**Problem details**
Copy everything in the records exactly; the pictures stay out.

++++

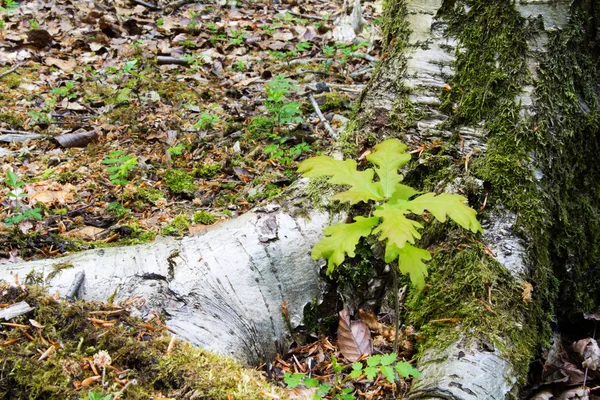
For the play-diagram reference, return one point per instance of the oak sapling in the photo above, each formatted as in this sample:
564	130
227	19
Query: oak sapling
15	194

++++

**Answer for this exercise**
For the play-diagram reference, return one point per instance of the oak sapling in the photo above, each formatted as in this sample:
564	130
227	19
Query: oak sapling
15	194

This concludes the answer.